* BEGIN MATERIAL PROVIDED *

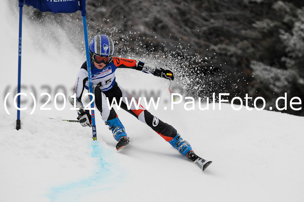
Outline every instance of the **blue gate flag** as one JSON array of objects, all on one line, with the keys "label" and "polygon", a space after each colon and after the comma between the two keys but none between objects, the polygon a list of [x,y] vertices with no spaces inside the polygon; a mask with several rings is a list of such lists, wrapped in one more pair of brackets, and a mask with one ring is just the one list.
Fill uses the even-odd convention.
[{"label": "blue gate flag", "polygon": [[81,11],[83,16],[86,13],[86,0],[19,0],[20,1],[42,12],[70,13]]}]

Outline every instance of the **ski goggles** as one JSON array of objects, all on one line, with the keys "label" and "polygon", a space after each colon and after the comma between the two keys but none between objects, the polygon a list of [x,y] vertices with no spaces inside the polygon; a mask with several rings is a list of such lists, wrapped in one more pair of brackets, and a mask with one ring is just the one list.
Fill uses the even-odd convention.
[{"label": "ski goggles", "polygon": [[93,56],[92,57],[93,60],[97,64],[100,64],[101,63],[103,62],[105,64],[107,64],[111,62],[112,58],[113,56],[101,56],[95,54],[93,54]]}]

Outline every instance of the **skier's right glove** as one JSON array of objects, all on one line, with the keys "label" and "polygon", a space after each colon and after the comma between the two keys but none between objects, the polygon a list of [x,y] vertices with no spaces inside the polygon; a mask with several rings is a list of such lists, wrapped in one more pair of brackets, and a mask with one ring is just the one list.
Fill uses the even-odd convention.
[{"label": "skier's right glove", "polygon": [[92,127],[92,119],[89,110],[85,110],[83,107],[81,108],[78,111],[78,114],[79,115],[77,119],[79,120],[79,123],[82,126]]},{"label": "skier's right glove", "polygon": [[174,74],[170,69],[164,69],[162,68],[157,68],[154,73],[155,76],[162,77],[167,79],[173,80],[174,79]]}]

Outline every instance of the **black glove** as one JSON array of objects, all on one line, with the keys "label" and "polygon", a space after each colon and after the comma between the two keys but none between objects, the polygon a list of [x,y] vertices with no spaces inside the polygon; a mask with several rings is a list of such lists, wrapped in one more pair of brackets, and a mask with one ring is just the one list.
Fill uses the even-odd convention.
[{"label": "black glove", "polygon": [[170,69],[164,69],[162,68],[157,68],[154,72],[154,75],[163,78],[167,78],[167,79],[174,80],[174,74],[173,72]]},{"label": "black glove", "polygon": [[83,107],[81,108],[78,111],[78,114],[79,115],[77,119],[79,120],[79,123],[82,126],[84,127],[86,126],[91,127],[92,126],[91,114],[90,114],[89,110],[85,110]]}]

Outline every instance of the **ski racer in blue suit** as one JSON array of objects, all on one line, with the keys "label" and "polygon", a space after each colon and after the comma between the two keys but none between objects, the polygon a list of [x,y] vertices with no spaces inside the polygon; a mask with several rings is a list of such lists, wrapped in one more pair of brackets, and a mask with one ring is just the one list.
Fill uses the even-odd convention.
[{"label": "ski racer in blue suit", "polygon": [[[133,96],[116,82],[115,77],[115,71],[120,68],[134,69],[172,80],[174,79],[173,72],[137,59],[114,57],[114,44],[112,39],[105,35],[95,36],[90,44],[89,50],[95,106],[102,119],[112,132],[114,138],[118,142],[117,149],[118,150],[128,145],[129,139],[114,109],[109,109],[106,98],[110,103],[114,99],[118,102],[122,98],[121,107],[147,125],[181,154],[191,159],[202,170],[205,170],[211,161],[205,160],[195,154],[190,144],[183,140],[172,126],[151,114],[141,105],[138,109],[135,108],[135,105],[132,105],[131,108],[128,109],[127,104],[129,106],[130,104],[126,102],[131,102]],[[91,115],[89,110],[84,110],[81,101],[84,89],[88,88],[87,63],[85,62],[78,72],[74,87],[76,100],[71,97],[69,99],[72,105],[75,102],[77,107],[80,108],[78,111],[78,119],[84,127],[92,126]]]}]

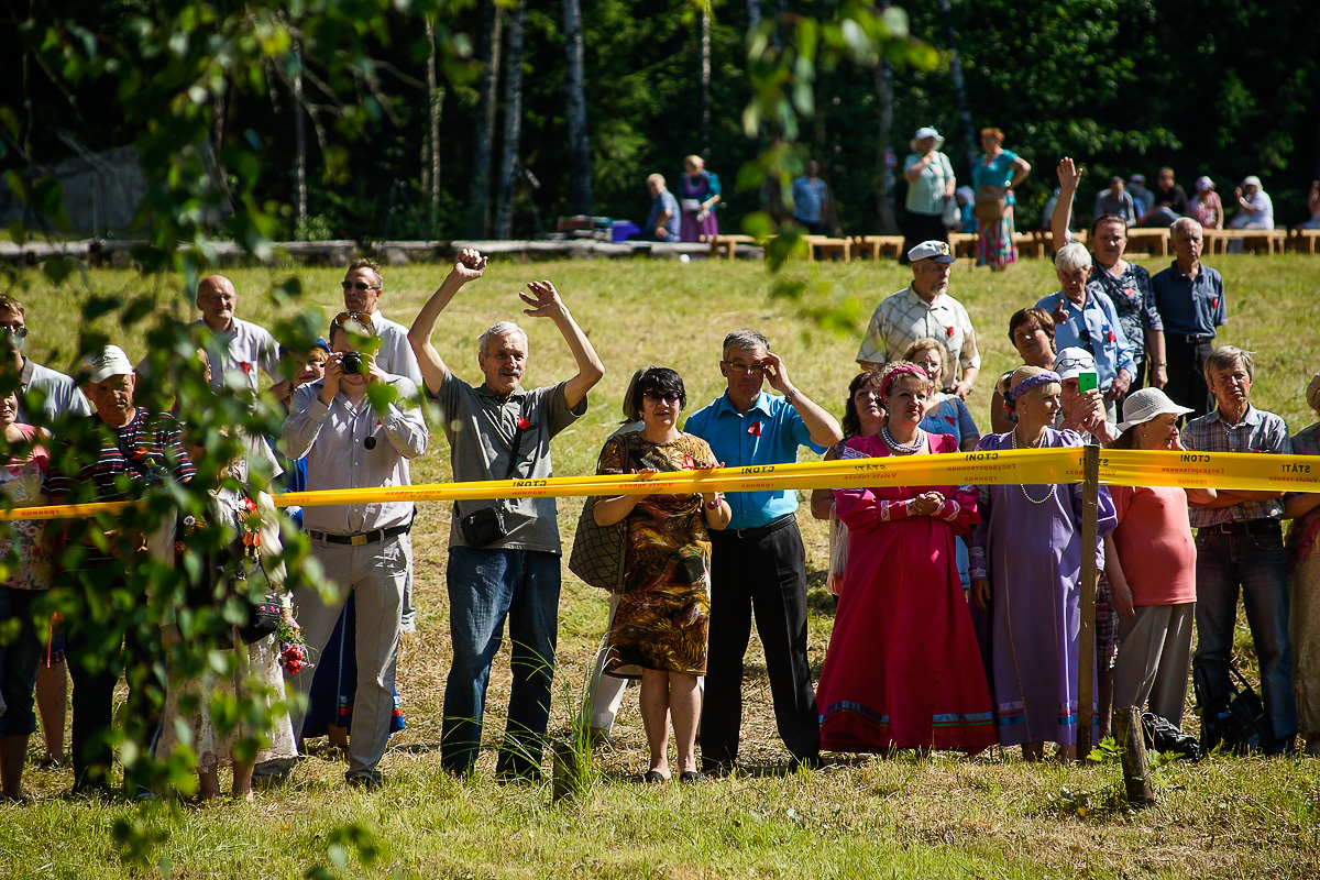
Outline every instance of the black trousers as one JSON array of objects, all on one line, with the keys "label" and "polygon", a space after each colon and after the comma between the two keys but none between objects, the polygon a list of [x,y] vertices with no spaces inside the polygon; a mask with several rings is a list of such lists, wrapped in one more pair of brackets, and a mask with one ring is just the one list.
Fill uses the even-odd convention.
[{"label": "black trousers", "polygon": [[1175,404],[1195,410],[1187,416],[1189,420],[1214,409],[1214,394],[1205,384],[1205,359],[1213,350],[1213,339],[1164,334],[1164,354],[1168,360],[1168,385],[1164,387],[1164,393]]},{"label": "black trousers", "polygon": [[756,633],[775,702],[775,724],[797,759],[820,753],[820,715],[807,660],[807,551],[797,522],[758,538],[711,532],[710,646],[701,712],[705,772],[729,769],[738,759],[742,730],[743,657]]},{"label": "black trousers", "polygon": [[[148,755],[165,699],[160,629],[147,625],[145,596],[123,611],[124,563],[119,559],[84,561],[65,584],[77,608],[69,617],[69,677],[73,718],[70,739],[74,792],[111,785],[115,722],[115,685],[127,676],[124,735]],[[116,607],[117,606],[117,607]],[[145,784],[147,764],[125,776],[125,786]]]}]

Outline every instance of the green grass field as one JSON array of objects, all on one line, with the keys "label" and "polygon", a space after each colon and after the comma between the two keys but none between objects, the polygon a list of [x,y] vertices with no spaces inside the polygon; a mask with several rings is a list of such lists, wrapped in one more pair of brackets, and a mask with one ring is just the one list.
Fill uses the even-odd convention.
[{"label": "green grass field", "polygon": [[[1229,326],[1221,340],[1257,355],[1254,402],[1278,412],[1292,430],[1315,421],[1304,389],[1320,369],[1320,261],[1300,256],[1217,257],[1225,277]],[[1148,260],[1152,270],[1163,268]],[[409,323],[446,267],[385,270],[381,309]],[[808,396],[836,414],[862,326],[879,299],[907,284],[890,261],[826,264],[805,276],[801,307],[840,301],[857,326],[821,330],[799,303],[768,296],[774,278],[759,264],[668,261],[568,261],[492,264],[463,289],[442,322],[437,346],[465,379],[477,373],[475,338],[500,319],[519,318],[516,290],[550,278],[590,335],[607,375],[586,417],[557,439],[557,475],[587,474],[606,434],[622,418],[619,400],[643,364],[673,367],[700,406],[721,391],[719,340],[734,329],[763,331]],[[236,269],[239,314],[269,325],[301,307],[338,311],[337,269]],[[264,296],[296,276],[301,302],[277,309]],[[79,303],[90,296],[158,297],[160,310],[187,315],[177,278],[96,270],[54,289],[36,272],[9,280],[28,306],[29,351],[67,367],[79,331]],[[1016,363],[1007,318],[1057,289],[1048,263],[1026,261],[991,274],[956,267],[950,294],[977,325],[983,379],[969,401],[985,430],[990,379]],[[279,313],[279,314],[276,314]],[[135,360],[140,336],[111,318],[98,327]],[[572,372],[566,347],[548,322],[527,323],[528,384]],[[186,416],[186,414],[185,414]],[[449,479],[440,431],[414,464],[416,483]],[[560,505],[565,544],[579,505]],[[833,604],[824,583],[824,528],[800,513],[812,574],[810,652],[817,666],[829,643]],[[381,769],[384,788],[347,790],[342,764],[313,757],[294,781],[253,803],[195,809],[156,802],[88,805],[58,796],[67,770],[29,767],[25,781],[38,802],[0,806],[0,877],[120,877],[157,871],[178,877],[290,877],[323,865],[335,876],[399,877],[1315,877],[1320,873],[1320,763],[1305,759],[1213,757],[1199,765],[1164,765],[1159,803],[1140,813],[1118,805],[1117,764],[1063,768],[1023,765],[1012,755],[966,761],[936,756],[845,760],[816,773],[787,774],[788,755],[774,732],[768,681],[755,640],[744,686],[742,756],[752,774],[697,789],[643,789],[630,777],[645,769],[645,743],[630,691],[615,727],[619,747],[598,753],[594,785],[576,802],[553,806],[549,785],[502,786],[480,773],[458,782],[438,768],[440,711],[449,669],[449,620],[444,586],[447,511],[426,507],[414,538],[418,632],[405,637],[399,690],[408,730],[396,735]],[[606,617],[606,596],[565,571],[560,606],[560,657],[552,732],[576,715]],[[1239,648],[1250,652],[1239,616]],[[503,730],[508,701],[508,652],[496,658],[487,703],[487,743]],[[1195,715],[1188,714],[1195,730]],[[33,738],[33,756],[38,756]],[[116,822],[137,823],[141,860],[124,860]],[[366,830],[366,858],[342,830]],[[123,835],[120,835],[123,836]],[[145,842],[143,842],[145,840]],[[362,839],[359,838],[360,843]],[[131,847],[129,847],[131,848]],[[342,863],[342,867],[335,867]]]}]

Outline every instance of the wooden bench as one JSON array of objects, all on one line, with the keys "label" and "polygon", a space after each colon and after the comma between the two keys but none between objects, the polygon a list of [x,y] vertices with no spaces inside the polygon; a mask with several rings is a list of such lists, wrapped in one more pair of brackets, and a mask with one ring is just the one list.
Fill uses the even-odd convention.
[{"label": "wooden bench", "polygon": [[1127,248],[1140,249],[1151,256],[1168,256],[1170,247],[1168,230],[1127,230]]},{"label": "wooden bench", "polygon": [[1292,230],[1288,235],[1288,247],[1298,253],[1315,253],[1316,241],[1320,241],[1320,230]]},{"label": "wooden bench", "polygon": [[701,240],[710,244],[710,256],[718,257],[723,248],[725,256],[730,260],[734,259],[734,249],[739,244],[756,244],[756,239],[750,235],[702,235]]},{"label": "wooden bench", "polygon": [[1288,241],[1287,230],[1205,230],[1204,235],[1209,253],[1228,253],[1229,241],[1241,241],[1243,252],[1263,249],[1272,255],[1278,248],[1282,253]]},{"label": "wooden bench", "polygon": [[903,236],[857,235],[853,236],[853,251],[858,259],[867,256],[873,260],[879,260],[883,256],[891,256],[898,260],[903,255]]},{"label": "wooden bench", "polygon": [[810,263],[816,259],[816,248],[821,249],[821,257],[829,260],[836,253],[843,257],[843,263],[849,263],[853,259],[853,239],[832,239],[828,235],[804,235],[803,241],[807,243],[807,261]]}]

* END MATERIAL PROVIDED *

* **WORK TO DO**
State only the count of lines in the rows above that contain the string "gate". Case counts.

* **SOLUTION FOR THIS EXERCISE**
2